> [EXCERPT PROVIDED]:
§ §
How is the cardinality limit applied when attributes are being filtered?
When a view is applied to a metric pipeline that contains an attribute filter, how should the cardinality limit be applied? Prior to filtering attributes, or post?
The answer we come up with will affect the output of user data. For example, if measurements for the following attributes are made:
-
{path: "/", code: 200, query: ""} -
{path: "/", code: 400, query: "user=bob"} -
{path: "/admin", code: 200, query: ""}
If an attribute filter is applied so that only the path attribute is retained and cardinality limit of 3 is set, if the filtering is applied prior to checking the cardinality limit the following attributes will be kept on the output metric streams:
-
{path: "/"} -
{path: "admin"}
However, if the cardinality limit is applied prior to filtering the following attributes will be kept on the output metric streams:
-
{path: "/"} -
{otel.metric.overflow: true}
Filter before limiting
Given the cardinality limit feature was added to limit the number of resources and SDK uses during measurements, if filtering is to be applied prior to the cardinality limit being applied it will need to be done in the "hot path" of making a measurement.
Pros:
- The correct number of attributes (<= cardinality limit) are ensured to be on the output metric streams
Cons:
- Requires filtering for every measurement made
Limit before filtering
Limiting without doing any filtering means the filtering process can be delayed to the collection of metric streams. This is a substantial performance issue given the filtering process will need to run at most M times (for M being the number of distinct attributes recorded) rather than N times (for N being the number of measurements made).
Pros:
- Performance on the "hot path" is not impacted by filtering
Cons
- It is possible that there will be less than the cardinality limit many distinct attributes exported on the output metric streams (possibly even just
otel.metric.overflowattribute in some cases)
The limit is intended to be against the amount of in memory storage you have. Given that, I believe the filtering MUST be done on your hot-path. The intention is to avoid Denial-of-Service attacks via high cardinality inputs that impact metrics (as many users will attach attributes that come from requests, even our semconv recommend this).
§ §
> [DATASET EXTRACT]:
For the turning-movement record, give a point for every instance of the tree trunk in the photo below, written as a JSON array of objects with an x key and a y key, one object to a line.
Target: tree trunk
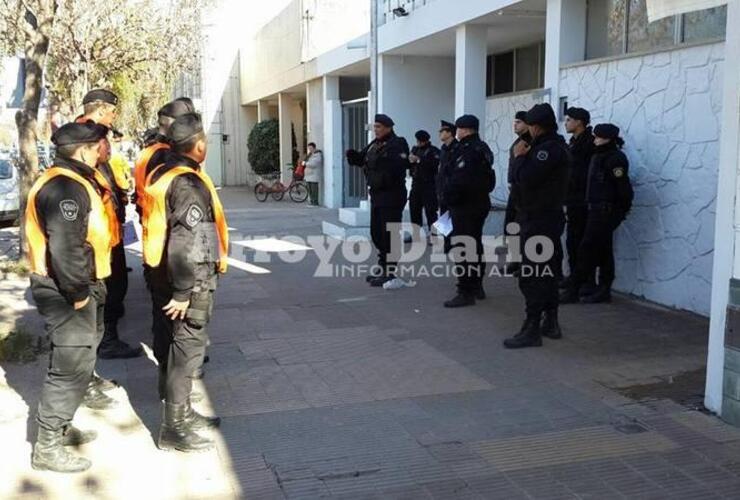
[{"x": 26, "y": 119}]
§ §
> [SET TASKS]:
[1] In the thread on cardinality limits and attribute filtering, why does applying the limit before filtering save work on the measurement path? Answer in one to three sentences.
[2] Continue the thread on cardinality limits and attribute filtering from the point where it stops.

> [THE ANSWERS]:
[1] Applying the limit first lets filtering wait until the metric streams are collected, so it doesn't run while measurements are being made. As a result, filtering runs at most M times, once per distinct attribute set recorded, instead of N times, once per measurement. This leaves performance on the "hot path" unaffected.

[2]
I don't think we have any rules about forcing filtering to be in the hot path or afterwards.
To me this means you have to limit before you hit any in-memory storage. Whether this means, in Go, you start doing filtering in the hot path, is up to you. I'd argue that the con of having less cardinality than your limit in some cases is better than the alternative of running out of memory :)
Given that, I believe the filtering MUST be done on your hot-path.
@jsuereth did you mean "Given that, I believe the [limiting] MUST be done on your hot-path"? Not necessarily the filtering, right?
To me this means you have to limit before you hit any in-memory storage. Whether this means, in Go, you start doing filtering in the hot path, is up to you. I'd argue that the con of having less cardinality than your limit in some cases is better than the alternative of running out of memory :)
:+1:
@jsuereth did you mean "Given that, I believe the [limiting] MUST be done on your hot-path"? Not necessarily the filtering, right?
Yep! Limiting MUST be on hot path, you can pick how you filter for best UX + performance.
@jsuereth what are you thoughts on potential inconsistencies across languages here?
If one implementation filters prior to the limiting and another filters afterwards they could produce different outputs. Is consistency here going to be an issue?
If one implementation filters prior to the limiting and another filters afterwards they could produce different outputs. Is consistency here going to be an issue?
I think regarding cardinality limits we're talking about error scenarios and worst-case behavior. We already have a lot of inconssitencies in how failures are handled due to runtime limitations. We try to be consistent, but when it comes to extraordinary/error scenarios, I think some inconsistencies between SDKs is ok.
Another way to phrase it -> I think users, if given a choice, would prefer lower o11y overhead per-language over perfect consistency.
Java checks whether the cardinality exceeds the limit after attribute filtering has occurred. I think this is the right behavior because its the least surprising to users, e.g. its surprising if I set my cardinality limit to 100 but only see 20 series. Both the attribute filter and cardinality limit are mechanisms to manage cardinality. The should work together and not be at odds with each other.
Java checks whether the cardinality exceeds the limit after attribute filtering has occurred. I think this is the right behavior because its the least surprising to users, e.g. its surprising if I set my cardinality limit to 100 but only see 20 series. Both the attribute filter and cardinality limit are mechanisms to manage cardinality. The should work together and not be at odds with each other.
Doesn't this mean that Java needs to filter every measurement the user makes though? And do so in the "hot path" of telemetry recording?
Doesn't this mean that Java needs to filter every measurement the user makes though? And do so in the "hot path" of telemetry recording?
Yes.
I've clarified the SDK cardinality limit in #3856. The spec now says "For a given metric, the cardinality limit is a hard limit on the number of metric points that can be collected during a collection cycle". I also sent another editorial PR to clean up metric points #3906.
@MrAlias Do you think this issue can be marked as resolved? (I've provided more info regarding how I want to address a set of problems in #3866).
@MrAlias is this complete?